Problem statement -> How many lines in the listing below contain the word "flag"? Reply with the number alone.

Input for this task ->

═══

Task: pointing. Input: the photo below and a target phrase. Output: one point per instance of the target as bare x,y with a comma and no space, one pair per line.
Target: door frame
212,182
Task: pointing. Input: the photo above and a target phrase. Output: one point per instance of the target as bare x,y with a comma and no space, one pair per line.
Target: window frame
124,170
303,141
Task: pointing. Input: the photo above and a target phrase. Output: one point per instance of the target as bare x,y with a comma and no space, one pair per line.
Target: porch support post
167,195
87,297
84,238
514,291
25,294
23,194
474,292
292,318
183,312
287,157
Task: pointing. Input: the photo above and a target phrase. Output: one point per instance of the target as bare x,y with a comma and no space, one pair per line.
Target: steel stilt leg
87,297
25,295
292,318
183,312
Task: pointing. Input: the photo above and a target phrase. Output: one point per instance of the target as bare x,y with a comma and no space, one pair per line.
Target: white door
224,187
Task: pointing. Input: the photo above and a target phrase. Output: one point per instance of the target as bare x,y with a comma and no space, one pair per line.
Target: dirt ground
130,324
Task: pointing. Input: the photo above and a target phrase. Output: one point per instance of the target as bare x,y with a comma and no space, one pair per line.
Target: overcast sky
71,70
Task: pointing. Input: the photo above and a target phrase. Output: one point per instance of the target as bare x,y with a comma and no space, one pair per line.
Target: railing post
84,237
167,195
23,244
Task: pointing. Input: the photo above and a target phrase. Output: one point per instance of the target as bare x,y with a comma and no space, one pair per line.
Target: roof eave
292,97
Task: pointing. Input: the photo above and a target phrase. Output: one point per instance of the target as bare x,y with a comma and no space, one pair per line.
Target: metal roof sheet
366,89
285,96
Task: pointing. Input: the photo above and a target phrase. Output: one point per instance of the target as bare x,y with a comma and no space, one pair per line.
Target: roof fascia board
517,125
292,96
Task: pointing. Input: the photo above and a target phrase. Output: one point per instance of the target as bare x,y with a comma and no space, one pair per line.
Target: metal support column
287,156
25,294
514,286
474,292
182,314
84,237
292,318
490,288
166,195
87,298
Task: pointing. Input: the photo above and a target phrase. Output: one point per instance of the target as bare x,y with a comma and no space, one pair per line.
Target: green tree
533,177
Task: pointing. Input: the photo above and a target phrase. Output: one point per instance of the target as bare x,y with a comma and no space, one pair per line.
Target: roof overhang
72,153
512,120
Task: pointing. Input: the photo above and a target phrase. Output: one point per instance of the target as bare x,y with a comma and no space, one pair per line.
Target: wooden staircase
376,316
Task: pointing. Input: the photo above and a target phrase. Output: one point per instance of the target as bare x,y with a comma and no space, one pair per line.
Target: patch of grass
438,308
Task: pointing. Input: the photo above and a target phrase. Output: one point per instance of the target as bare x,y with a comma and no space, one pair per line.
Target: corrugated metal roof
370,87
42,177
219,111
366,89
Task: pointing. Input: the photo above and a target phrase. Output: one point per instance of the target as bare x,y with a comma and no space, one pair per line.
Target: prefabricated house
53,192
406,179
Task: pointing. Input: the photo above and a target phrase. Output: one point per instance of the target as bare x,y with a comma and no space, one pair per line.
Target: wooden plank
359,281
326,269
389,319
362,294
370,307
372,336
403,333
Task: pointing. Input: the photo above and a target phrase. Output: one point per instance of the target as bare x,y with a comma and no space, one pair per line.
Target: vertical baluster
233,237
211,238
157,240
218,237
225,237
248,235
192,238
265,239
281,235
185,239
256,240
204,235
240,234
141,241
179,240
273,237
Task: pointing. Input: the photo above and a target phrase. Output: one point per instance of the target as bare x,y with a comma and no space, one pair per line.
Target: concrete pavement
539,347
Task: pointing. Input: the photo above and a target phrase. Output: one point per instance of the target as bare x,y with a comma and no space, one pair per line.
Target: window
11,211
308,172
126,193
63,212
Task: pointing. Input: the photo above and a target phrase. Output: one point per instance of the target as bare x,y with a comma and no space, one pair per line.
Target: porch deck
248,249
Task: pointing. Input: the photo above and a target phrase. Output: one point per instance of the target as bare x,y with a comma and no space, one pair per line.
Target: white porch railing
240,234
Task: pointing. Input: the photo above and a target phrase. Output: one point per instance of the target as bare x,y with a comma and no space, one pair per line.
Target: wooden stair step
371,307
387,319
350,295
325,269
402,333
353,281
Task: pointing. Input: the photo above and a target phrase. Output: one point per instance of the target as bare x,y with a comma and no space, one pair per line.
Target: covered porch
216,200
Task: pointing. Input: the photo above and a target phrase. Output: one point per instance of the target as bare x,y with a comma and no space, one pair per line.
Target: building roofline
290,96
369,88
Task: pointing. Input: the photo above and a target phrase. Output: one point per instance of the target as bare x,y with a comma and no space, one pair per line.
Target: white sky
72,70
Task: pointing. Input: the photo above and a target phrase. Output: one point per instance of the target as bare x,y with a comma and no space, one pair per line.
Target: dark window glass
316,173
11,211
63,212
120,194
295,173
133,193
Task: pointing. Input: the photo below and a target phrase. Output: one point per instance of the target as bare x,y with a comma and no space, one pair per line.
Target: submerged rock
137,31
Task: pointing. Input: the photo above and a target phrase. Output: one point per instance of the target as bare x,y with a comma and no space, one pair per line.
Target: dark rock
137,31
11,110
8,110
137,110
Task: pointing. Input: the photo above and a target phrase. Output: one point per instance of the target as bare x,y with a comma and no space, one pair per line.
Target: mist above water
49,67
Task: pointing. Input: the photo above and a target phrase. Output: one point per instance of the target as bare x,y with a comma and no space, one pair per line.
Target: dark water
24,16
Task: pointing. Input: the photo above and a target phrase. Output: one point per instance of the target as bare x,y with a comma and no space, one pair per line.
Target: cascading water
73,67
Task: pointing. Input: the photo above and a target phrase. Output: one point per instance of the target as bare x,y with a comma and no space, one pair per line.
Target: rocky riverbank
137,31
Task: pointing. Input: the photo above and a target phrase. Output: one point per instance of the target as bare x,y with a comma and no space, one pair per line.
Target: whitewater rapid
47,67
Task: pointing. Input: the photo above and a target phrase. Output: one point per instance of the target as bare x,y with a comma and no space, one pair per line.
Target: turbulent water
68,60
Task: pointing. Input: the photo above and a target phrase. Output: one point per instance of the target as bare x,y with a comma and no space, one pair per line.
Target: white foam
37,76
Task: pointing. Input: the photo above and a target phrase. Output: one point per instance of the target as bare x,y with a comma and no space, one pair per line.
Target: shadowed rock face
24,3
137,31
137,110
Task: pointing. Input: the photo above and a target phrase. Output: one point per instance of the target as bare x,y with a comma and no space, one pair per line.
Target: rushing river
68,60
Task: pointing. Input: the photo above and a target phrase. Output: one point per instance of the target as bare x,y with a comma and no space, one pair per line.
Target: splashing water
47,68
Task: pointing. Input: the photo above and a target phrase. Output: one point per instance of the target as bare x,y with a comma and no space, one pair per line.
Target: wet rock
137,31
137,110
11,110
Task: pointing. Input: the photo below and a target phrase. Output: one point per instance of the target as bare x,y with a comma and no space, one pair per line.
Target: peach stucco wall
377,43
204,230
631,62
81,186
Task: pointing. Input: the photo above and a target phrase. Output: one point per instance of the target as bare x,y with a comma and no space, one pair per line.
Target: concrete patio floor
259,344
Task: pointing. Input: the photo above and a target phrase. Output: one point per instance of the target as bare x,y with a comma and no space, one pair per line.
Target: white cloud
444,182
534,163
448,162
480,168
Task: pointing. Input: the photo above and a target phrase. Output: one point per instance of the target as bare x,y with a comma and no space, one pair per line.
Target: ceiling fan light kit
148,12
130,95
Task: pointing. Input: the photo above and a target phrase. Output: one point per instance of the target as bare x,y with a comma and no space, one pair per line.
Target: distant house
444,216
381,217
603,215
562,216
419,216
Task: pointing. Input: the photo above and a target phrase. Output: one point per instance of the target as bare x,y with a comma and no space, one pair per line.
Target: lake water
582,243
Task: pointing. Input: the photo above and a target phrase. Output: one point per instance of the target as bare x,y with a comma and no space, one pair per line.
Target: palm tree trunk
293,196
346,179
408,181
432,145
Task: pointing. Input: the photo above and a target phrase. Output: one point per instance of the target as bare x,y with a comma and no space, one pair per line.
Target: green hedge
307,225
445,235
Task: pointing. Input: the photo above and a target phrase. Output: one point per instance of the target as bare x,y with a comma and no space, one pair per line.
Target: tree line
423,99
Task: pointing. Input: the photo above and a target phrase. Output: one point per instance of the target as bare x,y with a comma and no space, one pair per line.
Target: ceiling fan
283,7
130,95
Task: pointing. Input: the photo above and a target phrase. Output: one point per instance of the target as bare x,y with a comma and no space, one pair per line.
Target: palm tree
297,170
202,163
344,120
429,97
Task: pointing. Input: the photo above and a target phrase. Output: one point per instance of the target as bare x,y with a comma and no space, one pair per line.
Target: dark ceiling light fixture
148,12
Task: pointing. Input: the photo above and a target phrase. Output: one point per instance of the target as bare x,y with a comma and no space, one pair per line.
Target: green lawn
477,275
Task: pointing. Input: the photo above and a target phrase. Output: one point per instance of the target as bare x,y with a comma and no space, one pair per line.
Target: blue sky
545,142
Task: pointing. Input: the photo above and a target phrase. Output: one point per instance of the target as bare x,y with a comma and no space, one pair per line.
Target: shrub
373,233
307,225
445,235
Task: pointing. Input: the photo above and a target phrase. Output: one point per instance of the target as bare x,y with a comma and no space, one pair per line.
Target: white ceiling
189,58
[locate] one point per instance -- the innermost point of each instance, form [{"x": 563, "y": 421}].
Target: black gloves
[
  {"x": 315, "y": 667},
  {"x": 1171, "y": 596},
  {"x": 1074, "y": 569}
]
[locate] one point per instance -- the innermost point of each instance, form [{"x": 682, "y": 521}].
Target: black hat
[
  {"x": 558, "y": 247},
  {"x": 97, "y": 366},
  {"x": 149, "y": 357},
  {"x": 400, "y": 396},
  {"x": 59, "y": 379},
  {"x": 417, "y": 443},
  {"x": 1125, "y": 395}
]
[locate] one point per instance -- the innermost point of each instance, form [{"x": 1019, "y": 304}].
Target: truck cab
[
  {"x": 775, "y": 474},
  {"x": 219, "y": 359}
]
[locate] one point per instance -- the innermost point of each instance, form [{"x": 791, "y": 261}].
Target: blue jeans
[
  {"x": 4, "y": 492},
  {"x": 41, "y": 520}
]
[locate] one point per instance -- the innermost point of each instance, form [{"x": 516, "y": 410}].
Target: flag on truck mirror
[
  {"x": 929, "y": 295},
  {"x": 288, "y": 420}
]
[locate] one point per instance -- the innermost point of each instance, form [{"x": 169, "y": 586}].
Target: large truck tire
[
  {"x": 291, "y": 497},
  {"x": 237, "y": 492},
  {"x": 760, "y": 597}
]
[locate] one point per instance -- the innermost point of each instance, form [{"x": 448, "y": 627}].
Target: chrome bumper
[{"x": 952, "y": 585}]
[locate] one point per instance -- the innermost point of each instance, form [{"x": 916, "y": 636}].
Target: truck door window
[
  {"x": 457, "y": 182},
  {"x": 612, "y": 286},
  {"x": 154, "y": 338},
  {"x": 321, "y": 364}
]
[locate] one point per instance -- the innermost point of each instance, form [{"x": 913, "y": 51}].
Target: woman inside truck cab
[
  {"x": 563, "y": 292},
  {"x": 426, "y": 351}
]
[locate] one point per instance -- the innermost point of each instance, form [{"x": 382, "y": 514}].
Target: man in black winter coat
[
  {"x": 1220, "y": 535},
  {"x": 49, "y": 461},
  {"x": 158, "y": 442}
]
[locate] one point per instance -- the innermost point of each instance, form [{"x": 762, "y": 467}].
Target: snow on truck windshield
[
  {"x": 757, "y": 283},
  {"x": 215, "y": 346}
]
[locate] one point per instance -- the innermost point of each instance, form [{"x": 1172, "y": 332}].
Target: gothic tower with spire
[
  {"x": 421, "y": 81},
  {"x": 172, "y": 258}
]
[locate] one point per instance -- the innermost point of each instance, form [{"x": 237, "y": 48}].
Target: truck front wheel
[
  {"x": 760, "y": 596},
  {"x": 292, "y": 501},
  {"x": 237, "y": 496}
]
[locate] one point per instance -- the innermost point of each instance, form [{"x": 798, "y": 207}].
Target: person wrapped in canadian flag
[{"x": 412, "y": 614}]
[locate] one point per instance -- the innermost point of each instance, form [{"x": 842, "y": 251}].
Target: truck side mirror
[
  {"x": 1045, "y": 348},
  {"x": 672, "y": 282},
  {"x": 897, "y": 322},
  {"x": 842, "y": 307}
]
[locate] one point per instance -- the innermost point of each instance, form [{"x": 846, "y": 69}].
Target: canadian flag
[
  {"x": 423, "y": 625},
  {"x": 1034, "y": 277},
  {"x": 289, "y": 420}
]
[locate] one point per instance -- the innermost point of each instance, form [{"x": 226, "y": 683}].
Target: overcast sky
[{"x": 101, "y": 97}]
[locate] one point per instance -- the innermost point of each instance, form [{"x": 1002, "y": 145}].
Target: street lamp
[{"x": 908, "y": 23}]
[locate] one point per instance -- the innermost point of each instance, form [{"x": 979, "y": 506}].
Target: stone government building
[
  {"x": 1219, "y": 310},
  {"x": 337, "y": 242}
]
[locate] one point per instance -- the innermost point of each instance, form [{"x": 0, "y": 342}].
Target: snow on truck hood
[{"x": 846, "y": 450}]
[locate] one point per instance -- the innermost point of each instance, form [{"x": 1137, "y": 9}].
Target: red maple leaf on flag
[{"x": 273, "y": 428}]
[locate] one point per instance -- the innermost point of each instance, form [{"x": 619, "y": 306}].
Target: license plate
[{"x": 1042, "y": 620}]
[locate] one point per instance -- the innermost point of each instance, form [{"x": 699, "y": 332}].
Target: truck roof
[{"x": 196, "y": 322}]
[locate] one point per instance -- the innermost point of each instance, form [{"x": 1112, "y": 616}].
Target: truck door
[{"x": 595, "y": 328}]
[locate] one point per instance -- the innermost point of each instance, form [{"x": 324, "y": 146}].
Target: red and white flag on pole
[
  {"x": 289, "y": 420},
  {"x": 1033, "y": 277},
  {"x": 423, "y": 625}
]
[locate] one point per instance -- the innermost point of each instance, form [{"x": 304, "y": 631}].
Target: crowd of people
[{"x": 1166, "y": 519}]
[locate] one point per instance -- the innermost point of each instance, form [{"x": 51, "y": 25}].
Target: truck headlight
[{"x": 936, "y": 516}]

═══

Task solution -> 5